» TO DO
Copy each line from the listing below where the word "grass" shows up.

» TASK MATERIAL
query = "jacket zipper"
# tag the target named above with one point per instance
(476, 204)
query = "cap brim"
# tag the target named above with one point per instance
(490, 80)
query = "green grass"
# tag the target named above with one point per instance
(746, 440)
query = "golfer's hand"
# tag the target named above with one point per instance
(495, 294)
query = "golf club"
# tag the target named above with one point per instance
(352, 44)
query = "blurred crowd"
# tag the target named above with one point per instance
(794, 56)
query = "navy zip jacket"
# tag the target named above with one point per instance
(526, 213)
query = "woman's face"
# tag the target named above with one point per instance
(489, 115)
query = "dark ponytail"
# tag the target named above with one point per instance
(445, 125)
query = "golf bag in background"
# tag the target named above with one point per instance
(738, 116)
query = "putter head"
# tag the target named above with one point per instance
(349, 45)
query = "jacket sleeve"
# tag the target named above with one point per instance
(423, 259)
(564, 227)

* * *

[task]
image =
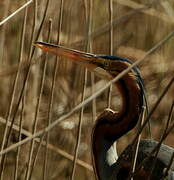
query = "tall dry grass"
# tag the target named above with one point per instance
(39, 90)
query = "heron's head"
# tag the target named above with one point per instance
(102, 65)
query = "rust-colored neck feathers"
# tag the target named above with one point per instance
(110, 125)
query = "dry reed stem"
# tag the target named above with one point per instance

» SOLUTION BELOW
query = "green grass"
query = "tall dry grass"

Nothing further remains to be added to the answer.